INPUT FOR THIS TASK

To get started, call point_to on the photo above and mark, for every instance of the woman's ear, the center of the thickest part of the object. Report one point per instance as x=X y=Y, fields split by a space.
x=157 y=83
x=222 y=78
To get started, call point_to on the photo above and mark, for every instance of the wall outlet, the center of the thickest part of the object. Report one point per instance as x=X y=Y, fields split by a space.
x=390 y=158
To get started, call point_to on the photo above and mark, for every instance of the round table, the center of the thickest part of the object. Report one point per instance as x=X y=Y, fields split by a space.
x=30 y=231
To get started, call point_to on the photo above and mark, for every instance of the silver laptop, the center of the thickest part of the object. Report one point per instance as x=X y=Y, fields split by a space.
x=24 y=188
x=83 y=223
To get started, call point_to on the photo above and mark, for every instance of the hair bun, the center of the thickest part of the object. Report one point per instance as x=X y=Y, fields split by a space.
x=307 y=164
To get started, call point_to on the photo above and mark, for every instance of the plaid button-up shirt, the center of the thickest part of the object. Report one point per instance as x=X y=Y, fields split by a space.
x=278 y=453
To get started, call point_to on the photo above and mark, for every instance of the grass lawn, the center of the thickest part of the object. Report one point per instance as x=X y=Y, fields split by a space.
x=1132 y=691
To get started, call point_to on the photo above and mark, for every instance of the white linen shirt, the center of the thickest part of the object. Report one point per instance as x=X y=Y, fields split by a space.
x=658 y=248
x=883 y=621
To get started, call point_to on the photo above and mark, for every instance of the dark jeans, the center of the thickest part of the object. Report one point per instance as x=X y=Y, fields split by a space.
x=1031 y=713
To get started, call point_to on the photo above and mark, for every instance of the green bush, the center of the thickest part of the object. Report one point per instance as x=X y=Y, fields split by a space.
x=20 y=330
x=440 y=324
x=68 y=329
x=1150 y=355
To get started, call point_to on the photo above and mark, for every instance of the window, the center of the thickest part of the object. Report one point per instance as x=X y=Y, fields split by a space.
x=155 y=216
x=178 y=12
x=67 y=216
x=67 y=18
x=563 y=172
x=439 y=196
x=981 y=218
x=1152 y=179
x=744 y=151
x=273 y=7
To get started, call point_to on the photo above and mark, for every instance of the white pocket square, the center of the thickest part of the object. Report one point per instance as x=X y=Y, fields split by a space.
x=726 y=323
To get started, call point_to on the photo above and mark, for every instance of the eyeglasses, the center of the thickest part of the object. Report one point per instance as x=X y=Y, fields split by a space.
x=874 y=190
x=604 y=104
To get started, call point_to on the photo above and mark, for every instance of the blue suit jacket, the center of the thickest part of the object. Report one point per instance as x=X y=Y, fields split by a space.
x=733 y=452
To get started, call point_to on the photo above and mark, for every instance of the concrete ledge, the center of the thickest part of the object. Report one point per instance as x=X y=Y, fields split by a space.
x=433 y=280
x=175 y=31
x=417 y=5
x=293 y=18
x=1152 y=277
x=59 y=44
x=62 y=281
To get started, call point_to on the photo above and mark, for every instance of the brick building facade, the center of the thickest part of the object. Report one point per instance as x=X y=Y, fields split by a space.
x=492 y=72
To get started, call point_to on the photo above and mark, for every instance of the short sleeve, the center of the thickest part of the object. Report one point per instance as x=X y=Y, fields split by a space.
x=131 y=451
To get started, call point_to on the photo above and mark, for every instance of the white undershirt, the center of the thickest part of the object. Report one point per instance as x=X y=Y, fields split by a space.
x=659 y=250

EXERCISE DESCRIPTION
Quote only the lines from the line containing "the white pocket" through the end of the entries, keeping the first and the last.

IN RESPONSE
To get started, call point_to on the photo above and mark, for every instance of the white pocket square, the center of the thickest part of the object. Report one point per instance as x=X y=Y, fields split by a space.
x=726 y=323
To get started, call point_to on the photo above and mark, for every instance of the eyeglasses, the center of the thickest part of the object. Report one point per instance as x=X y=Y, fields split by a space.
x=874 y=190
x=604 y=104
To get started, call point_to on the photo above and mark, for every instance of the blue suit jacket, the center of the thickest part of the object. Report one point per instance as x=X y=Y, fields split by a space.
x=733 y=452
To get started, call point_to on the photo above and mark, for every instance of the concrete ledge, the center of the thickest part of the object. Report one point per instance as x=X y=Y, fields split by a space.
x=433 y=280
x=175 y=31
x=417 y=5
x=293 y=18
x=1152 y=277
x=59 y=44
x=62 y=281
To get started, call point_to on the photo above and mark, for every instance of the brick building facade, the center of the thickest part of the object. Report one point per instance as x=X y=Y, fields split by a space.
x=492 y=72
To get started, call point_to on the photo above and mark, for every instance of the short sleeve, the center of the thickest part of the object. Report one point per instance as x=X y=Y, fields split by a space.
x=131 y=451
To get started, call point_to on the photo above and mark, for every instance of the white undershirt, the center of the thickest part of the object. Report one point per instance as x=X y=Y, fields split by a space.
x=659 y=250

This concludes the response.